Work required:
Substitute "store image" for every "retail photo" in the rows below and write the rows out again with nothing else changed, leaving out the pictures.

Entries taken from a collection:
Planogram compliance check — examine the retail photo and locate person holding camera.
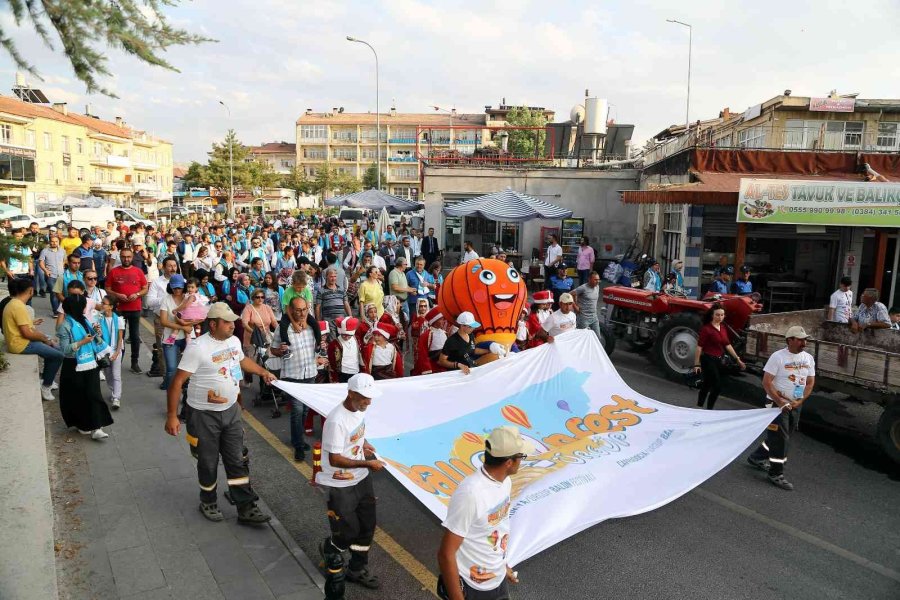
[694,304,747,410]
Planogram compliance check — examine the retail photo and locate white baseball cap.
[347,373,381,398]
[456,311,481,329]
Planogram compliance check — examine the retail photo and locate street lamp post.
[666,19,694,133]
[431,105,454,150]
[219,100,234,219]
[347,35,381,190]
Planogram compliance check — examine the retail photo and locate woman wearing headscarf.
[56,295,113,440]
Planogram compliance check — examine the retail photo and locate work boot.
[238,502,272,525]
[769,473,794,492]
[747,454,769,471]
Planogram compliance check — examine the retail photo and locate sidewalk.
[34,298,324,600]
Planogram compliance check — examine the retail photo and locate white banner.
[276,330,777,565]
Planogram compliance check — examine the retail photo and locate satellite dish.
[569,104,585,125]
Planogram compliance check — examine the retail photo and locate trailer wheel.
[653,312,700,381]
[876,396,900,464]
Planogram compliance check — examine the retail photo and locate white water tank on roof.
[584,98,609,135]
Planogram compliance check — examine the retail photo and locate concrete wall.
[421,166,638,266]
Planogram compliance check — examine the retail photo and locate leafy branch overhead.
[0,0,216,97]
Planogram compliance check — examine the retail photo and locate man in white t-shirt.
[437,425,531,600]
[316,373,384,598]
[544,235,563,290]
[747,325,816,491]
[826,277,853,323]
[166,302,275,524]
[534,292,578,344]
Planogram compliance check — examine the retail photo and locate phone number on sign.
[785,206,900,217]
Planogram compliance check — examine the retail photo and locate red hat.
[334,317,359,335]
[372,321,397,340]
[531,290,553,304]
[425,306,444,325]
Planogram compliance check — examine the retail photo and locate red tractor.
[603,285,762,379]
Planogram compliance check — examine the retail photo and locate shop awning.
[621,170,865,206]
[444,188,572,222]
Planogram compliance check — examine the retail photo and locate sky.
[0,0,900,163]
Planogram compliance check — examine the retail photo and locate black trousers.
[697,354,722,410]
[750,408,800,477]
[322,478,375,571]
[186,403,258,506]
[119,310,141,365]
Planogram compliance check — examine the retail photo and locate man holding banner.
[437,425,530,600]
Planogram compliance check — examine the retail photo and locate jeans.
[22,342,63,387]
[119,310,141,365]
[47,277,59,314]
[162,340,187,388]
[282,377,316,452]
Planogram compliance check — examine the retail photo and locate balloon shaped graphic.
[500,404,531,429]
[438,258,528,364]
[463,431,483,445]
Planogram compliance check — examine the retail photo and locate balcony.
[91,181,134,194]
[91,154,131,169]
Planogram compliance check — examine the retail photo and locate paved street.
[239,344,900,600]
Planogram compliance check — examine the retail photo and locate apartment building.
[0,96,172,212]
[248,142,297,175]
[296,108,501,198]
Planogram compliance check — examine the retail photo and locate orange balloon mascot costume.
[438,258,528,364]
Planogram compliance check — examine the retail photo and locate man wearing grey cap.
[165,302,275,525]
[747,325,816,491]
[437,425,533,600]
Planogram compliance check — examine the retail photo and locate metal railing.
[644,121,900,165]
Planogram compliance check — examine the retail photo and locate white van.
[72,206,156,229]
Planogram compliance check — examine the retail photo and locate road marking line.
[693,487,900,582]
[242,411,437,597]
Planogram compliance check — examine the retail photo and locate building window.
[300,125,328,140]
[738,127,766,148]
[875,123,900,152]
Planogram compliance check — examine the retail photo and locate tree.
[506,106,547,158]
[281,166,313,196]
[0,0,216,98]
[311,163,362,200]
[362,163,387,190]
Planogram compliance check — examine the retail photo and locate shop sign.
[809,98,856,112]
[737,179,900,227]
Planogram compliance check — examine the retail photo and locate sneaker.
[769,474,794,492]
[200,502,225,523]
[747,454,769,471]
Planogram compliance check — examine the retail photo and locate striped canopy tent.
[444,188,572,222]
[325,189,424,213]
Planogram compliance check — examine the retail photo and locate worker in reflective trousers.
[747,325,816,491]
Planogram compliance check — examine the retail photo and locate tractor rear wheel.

Result of the exercise:
Planogram compliance check — examine the store image and locate person holding camera.
[694,304,747,410]
Planogram compliance check — examine the store image and locate white baseball cap.
[347,373,381,398]
[456,311,481,329]
Planogram compliance check — examine the store image and locate street lamp post.
[666,19,694,133]
[431,105,454,150]
[219,100,234,219]
[347,35,381,190]
Planogram compliance check — examine the store image and locate woman wearing headscarf.
[56,295,113,440]
Planogram compliance check — examine the store image and locate work boot.
[238,502,272,525]
[769,473,794,492]
[747,454,769,471]
Planogram compliance check — examine the store image and locate sidewalk.
[34,298,324,600]
Planogram compliance check — examine the store image and locate white banner.
[276,330,777,565]
Planogram compliance check — examine the store image and locate satellite dish.
[569,104,585,125]
Planogram compliance check — examine the store image and locate trailer wheel.
[653,312,700,381]
[876,396,900,464]
Planogram compliance check — examine the store image and locate white water tank on roof.
[584,98,609,135]
Planogram compliance check — examine the store image and locate concrete wall.
[421,166,638,266]
Planogram compliance check — examine the store image and locate leafy branch overhead.
[0,0,216,97]
Planogram compliance check — examine the store image and locate man in white t-shirt.
[437,425,531,600]
[316,373,384,598]
[544,235,563,290]
[747,325,816,491]
[826,277,853,323]
[166,302,275,524]
[534,292,578,344]
Planogram compliance check — examine the store image and locate phone number on sign.
[785,206,900,217]
Planogram compliance check — examine the store image and locate red hat.
[334,317,359,335]
[372,321,397,340]
[531,290,553,304]
[425,306,444,325]
Planogram compliance check — examine the store image and locate red tractor.
[603,285,762,379]
Planogram compliance check — examine the store image and locate shop awning.
[621,170,865,206]
[444,188,572,222]
Planogram compliance check — examine the store image and locate sky.
[0,0,900,163]
Planogram compliance check — examine the store image and locate black trousers.
[697,354,722,410]
[750,408,800,477]
[322,478,375,571]
[186,403,258,506]
[119,310,141,365]
Planogram compliance check — examine the store image and locate man holding banner.
[437,425,530,600]
Planogram compliance check — examine the store image and locate jeans.
[22,342,63,387]
[119,310,141,365]
[47,277,59,314]
[162,340,187,388]
[282,377,316,452]
Planogram compliance check — examine the store image and locate balloon shaped graphic.
[500,404,531,429]
[438,258,528,364]
[463,431,483,445]
Planogram compliance check — examine the store image and locate balcony.
[91,181,134,194]
[91,154,131,169]
Planogram compliance check — examine the store image and locate paved street.
[239,344,900,600]
Planogram compliance check — examine the store image and locate apartment building.
[0,96,172,212]
[248,142,297,175]
[296,108,501,198]
Planogram compliance check — examine the store image and locate orange balloon mascot costume.
[438,258,528,364]
Planogram compliance check — examine the store image and locate man wearing grey cap.
[165,302,275,525]
[747,325,816,491]
[437,425,533,600]
Planogram compliance check — examine the store image and locate metal railing.
[644,121,900,165]
Planogram compliance check — examine the store image and locate white van.
[72,206,156,229]
Planogram compliance check — examine the store image and locate road marking line.
[693,487,900,582]
[242,411,437,597]
Planogram compliance check — examine the store image and locate building window.
[300,125,328,140]
[738,127,766,148]
[875,123,900,152]
Planogram compliance check — examine the store image and locate tree.
[506,106,547,158]
[281,166,313,196]
[0,0,216,98]
[311,163,362,200]
[362,163,387,190]
Planogram compliance check — examine the store image and locate shop sign.
[809,98,856,112]
[737,179,900,227]
Planogram compliance check — examine the store image and locate sneaker.
[769,474,794,492]
[200,502,225,523]
[747,454,769,471]
Planogram compliance check — examine the store image and locate striped canopy tent.
[444,188,572,222]
[325,189,424,213]
Planogram compliance check — examine the store image and locate worker in reflective trousers.
[747,325,816,491]
Planogram compliance check — examine the store image and locate tractor rear wheel.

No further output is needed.